Problem description:
Return exactly the span that opens with the line containing "Question. For every instance of the wooden beam" and closes with the final line of the records, both included.

————

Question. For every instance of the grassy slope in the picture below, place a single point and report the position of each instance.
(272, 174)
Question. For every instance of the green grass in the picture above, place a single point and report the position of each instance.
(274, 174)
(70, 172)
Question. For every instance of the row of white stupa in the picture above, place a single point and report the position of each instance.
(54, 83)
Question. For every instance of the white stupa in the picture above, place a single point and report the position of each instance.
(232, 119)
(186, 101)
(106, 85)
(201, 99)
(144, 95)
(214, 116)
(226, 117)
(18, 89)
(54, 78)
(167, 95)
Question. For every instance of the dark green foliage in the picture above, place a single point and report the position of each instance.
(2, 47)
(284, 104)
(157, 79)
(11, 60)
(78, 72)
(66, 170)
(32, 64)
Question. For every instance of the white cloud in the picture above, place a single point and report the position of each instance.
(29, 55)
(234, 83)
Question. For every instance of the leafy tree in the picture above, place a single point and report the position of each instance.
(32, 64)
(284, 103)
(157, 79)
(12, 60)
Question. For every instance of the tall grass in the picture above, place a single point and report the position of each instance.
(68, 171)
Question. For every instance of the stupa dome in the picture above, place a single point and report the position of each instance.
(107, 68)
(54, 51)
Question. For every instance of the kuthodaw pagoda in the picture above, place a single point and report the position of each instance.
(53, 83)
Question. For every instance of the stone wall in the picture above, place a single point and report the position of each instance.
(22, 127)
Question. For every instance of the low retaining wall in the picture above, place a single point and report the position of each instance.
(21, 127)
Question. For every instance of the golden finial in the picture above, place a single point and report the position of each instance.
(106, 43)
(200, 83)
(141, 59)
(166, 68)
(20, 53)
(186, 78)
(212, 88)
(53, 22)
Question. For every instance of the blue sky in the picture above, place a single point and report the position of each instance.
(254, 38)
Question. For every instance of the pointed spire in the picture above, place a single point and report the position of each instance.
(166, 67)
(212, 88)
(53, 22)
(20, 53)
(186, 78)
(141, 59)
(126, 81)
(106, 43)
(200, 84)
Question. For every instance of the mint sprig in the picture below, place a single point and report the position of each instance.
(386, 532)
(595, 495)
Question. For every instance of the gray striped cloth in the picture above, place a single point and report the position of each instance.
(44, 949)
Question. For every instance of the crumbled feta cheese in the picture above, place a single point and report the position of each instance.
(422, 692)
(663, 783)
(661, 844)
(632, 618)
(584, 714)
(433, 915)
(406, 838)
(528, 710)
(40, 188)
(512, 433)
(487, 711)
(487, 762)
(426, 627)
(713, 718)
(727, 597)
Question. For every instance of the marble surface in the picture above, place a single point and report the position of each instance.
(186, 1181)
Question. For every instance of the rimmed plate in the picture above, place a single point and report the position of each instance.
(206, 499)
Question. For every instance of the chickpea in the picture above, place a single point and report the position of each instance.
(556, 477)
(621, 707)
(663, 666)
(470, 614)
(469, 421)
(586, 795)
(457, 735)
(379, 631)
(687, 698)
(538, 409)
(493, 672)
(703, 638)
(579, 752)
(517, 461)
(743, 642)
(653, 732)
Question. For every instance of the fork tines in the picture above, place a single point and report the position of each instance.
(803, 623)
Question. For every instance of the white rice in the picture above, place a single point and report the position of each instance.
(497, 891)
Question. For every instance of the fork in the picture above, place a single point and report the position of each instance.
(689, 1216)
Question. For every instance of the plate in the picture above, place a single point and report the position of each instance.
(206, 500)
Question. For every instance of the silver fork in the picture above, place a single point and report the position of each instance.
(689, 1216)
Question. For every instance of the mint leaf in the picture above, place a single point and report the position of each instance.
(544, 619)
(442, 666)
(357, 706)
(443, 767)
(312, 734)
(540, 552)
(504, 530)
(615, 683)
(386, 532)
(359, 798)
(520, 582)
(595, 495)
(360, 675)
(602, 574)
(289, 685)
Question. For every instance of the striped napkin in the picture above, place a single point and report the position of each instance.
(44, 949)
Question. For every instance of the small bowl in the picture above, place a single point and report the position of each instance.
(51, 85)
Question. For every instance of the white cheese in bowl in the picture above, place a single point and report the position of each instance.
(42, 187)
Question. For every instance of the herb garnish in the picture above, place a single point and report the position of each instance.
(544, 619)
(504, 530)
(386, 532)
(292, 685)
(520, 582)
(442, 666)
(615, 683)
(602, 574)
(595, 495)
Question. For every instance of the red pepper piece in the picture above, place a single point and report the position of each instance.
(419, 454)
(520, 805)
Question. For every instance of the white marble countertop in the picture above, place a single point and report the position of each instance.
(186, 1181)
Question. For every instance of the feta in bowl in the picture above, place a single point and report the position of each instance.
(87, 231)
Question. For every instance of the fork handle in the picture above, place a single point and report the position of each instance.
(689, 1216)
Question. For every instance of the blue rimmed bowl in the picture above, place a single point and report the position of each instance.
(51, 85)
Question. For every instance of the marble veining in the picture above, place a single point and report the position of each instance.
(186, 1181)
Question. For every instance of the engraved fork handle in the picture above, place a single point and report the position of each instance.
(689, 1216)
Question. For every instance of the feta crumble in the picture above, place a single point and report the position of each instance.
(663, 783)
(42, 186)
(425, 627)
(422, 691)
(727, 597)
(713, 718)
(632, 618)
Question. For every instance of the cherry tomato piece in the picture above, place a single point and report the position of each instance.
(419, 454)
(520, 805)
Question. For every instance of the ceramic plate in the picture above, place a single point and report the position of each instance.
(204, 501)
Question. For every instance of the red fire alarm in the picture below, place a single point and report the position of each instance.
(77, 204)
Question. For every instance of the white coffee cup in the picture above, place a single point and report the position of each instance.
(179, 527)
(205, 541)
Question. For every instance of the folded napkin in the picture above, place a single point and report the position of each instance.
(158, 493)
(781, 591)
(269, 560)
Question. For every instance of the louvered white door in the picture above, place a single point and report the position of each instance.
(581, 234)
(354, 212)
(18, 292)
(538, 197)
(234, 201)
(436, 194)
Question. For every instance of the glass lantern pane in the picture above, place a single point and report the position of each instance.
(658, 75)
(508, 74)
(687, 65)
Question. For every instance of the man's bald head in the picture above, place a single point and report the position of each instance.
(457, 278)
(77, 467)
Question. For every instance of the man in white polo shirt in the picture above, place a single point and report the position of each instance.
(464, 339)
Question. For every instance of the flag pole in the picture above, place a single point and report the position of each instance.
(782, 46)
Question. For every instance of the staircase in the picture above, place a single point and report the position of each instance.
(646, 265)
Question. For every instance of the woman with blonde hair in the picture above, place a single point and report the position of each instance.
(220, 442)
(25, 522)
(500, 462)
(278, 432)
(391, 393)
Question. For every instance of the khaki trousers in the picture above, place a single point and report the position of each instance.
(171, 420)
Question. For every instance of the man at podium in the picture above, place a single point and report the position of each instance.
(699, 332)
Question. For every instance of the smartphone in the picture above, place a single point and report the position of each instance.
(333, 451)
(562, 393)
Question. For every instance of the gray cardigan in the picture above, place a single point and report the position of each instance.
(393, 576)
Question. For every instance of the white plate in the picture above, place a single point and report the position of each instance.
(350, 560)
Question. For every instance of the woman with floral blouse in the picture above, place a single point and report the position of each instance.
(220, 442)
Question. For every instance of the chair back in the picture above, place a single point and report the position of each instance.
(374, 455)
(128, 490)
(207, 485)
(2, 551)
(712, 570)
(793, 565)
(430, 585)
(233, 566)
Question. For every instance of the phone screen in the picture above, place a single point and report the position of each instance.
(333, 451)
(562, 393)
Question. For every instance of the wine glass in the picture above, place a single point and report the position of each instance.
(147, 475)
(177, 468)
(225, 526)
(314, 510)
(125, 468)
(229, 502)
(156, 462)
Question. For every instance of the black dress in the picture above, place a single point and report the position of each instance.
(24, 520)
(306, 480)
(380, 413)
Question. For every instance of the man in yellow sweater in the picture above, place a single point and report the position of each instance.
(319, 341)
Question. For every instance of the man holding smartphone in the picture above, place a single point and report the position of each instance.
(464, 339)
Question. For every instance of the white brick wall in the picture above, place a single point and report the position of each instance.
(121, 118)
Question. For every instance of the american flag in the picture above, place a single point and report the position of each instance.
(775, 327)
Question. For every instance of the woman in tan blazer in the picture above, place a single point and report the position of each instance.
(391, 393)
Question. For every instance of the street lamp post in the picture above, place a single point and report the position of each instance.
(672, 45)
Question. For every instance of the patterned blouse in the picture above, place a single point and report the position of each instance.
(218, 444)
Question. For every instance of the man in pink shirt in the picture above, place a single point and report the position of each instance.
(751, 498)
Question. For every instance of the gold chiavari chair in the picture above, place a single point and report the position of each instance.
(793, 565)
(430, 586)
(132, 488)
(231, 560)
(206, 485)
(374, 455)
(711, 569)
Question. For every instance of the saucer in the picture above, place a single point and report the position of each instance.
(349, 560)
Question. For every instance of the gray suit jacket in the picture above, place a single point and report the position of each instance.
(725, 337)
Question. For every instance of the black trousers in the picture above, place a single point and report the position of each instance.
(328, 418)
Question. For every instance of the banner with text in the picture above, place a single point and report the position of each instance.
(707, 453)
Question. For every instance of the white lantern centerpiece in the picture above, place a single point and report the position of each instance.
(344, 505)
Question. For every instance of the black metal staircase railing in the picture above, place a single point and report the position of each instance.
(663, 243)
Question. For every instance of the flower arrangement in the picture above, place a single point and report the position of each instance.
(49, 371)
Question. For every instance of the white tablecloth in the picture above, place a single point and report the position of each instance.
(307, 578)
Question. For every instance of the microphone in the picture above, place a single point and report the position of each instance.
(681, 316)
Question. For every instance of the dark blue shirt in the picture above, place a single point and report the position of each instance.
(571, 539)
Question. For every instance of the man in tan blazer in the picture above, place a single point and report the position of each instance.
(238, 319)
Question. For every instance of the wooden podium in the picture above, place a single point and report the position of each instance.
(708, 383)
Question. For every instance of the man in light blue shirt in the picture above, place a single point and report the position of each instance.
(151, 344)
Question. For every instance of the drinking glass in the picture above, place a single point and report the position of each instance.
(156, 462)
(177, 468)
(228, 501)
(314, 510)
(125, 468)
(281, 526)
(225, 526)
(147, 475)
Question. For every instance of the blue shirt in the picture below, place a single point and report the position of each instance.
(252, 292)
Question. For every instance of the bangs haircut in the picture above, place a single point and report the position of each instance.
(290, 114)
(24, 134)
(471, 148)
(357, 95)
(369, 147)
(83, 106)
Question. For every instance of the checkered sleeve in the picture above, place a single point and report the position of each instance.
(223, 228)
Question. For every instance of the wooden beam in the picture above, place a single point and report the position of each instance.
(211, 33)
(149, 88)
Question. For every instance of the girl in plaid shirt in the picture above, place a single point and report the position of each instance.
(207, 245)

————

Task response:
Question. For every instance of the wooden beam in the picture above, place a single point and report the position of each instance.
(211, 33)
(149, 88)
Question. For every instance of the girl in plaid shirt in the picture above, place a single point and report the position of each instance.
(207, 245)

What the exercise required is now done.